Task prompt:
Exactly reproduce each record listed below.

Referring expression pointing data:

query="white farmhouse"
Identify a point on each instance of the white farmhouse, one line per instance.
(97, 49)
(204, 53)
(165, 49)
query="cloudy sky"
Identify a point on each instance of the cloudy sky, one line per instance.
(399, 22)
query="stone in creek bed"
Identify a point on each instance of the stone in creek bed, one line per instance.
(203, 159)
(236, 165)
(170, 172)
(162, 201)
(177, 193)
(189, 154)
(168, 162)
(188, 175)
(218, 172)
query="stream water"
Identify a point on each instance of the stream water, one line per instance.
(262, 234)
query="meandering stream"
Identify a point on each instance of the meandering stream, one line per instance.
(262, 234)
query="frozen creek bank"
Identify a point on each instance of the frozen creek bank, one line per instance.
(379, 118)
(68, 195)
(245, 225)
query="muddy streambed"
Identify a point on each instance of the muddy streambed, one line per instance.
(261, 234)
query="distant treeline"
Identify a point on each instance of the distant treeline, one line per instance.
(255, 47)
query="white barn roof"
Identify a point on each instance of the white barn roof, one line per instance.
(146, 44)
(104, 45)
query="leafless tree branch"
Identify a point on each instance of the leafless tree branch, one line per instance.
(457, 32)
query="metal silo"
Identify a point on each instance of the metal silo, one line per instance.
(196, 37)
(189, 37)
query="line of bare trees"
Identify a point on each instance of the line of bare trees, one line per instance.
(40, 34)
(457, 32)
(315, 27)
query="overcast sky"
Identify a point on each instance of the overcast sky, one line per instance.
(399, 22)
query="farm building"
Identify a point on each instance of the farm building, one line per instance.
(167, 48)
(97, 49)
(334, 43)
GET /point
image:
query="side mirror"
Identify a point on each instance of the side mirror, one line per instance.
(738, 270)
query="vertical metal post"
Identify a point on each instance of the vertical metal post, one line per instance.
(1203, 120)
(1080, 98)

Task output:
query="white farmhouse"
Identify a point on each instance of the white farmhouse, one line per instance.
(97, 49)
(204, 53)
(165, 49)
query="cloudy sky"
Identify a point on each instance of the cloudy sky, one line per instance.
(399, 22)
query="stone in creek bed"
Identify a point on each instance of the stone in creek bed, one line per instance.
(203, 159)
(236, 165)
(170, 172)
(162, 201)
(177, 193)
(189, 154)
(168, 162)
(188, 175)
(218, 172)
query="stream water"
Identify a point on each instance of the stream water, one line per instance.
(262, 234)
query="meandering stream"
Identify a point on each instance of the meandering stream, one line per instance.
(262, 234)
query="frozen creek bank"
Identify a point on each instance of the frozen creek bank, one line per instance.
(379, 118)
(68, 195)
(245, 225)
query="muddy streambed"
Identify a point on each instance of the muddy streambed, one line per instance.
(261, 234)
query="distant treeline"
Identify a point on each instance of the distant treeline, one line per instance.
(255, 47)
query="white barn roof"
Identify a point on each instance of the white barn roof, one line per instance.
(146, 44)
(104, 45)
query="leafless tree branch"
Identify a point on each instance of the leafless tree branch, one line per instance.
(457, 32)
query="metal silo"
Identify a point on each instance of the metal silo, one line per instance.
(196, 37)
(189, 37)
query="line of bare trees"
Identify a point on each instance of the line of bare trees, one line per instance.
(40, 34)
(457, 32)
(315, 27)
query="overcast sky"
Identify a point on each instance of the overcast sky, one line per instance.
(399, 22)
query="farm building"
Identify a point on each instance of the farm building, one line per instance.
(167, 48)
(97, 49)
(334, 43)
GET /point
image:
query="side mirror"
Identify a point on each instance of the side mirror, one line per instance.
(738, 270)
query="vertical metal post"
Identify a point on each instance of the vertical metal post, one line per instance.
(1203, 120)
(1080, 98)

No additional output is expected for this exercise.